▸ Exercise requirements: In the Halloween post below, what backup costume did the writer end up wearing to the party?

▸ Document segment:
— start —

Relaxing Doesn't Make Babies

Halloween

October 31, 2009 — 10:57 pm

Last night was our friend’s annual halloween costume party. Just getting a costume was a major pain in the ass this year. I of course had some whimsical idea of making a costume, but with how exhausted I’ve been that just didn’t come close to happening. Instead I found myself the day before the party in the mall, searching and being appalled. First of all, I’m am NOT fitting into any of THOSE costumes. And secondly, they are HOW much for a few pieces of cheap fabric?? Bite me. So I ended up going with my backup plan, buying cat ears and a tail, dressing in black, and painting my face. Meow. Much more comfortable.

I also took a nap before going, because I was sleep-deprived and very cranky. I told Den if he didn’t let me take a nap he’d want to send me home after half an hour. He wisely decided we could show up late to the party. It turned out to be a very good decision – I was actually in a good mood all evening! And we were able to stay until 10pm, when I really started to wilt.

It is very interesting being social now that we are “out” and I have a visible belly. We got a lot of very heartfelt congratulations and asking how I was feeling. It was so joyful, so celebratory.

— end —

▸ Information shown:
— start —

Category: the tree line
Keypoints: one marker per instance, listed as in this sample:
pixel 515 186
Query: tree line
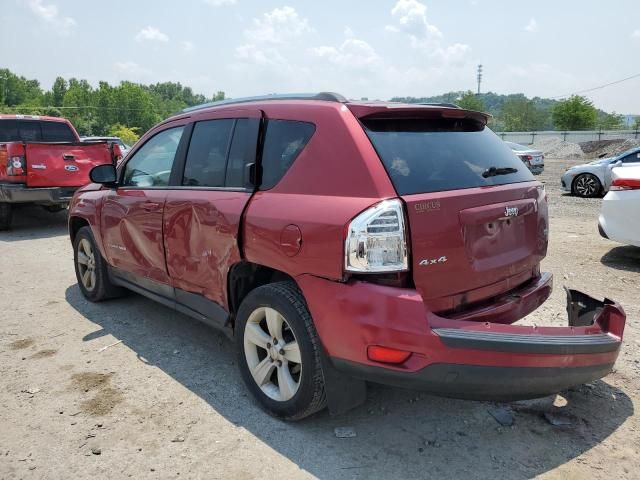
pixel 517 113
pixel 126 110
pixel 129 109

— end —

▸ The answer: Cat ears and a tail, black clothing, and a painted face.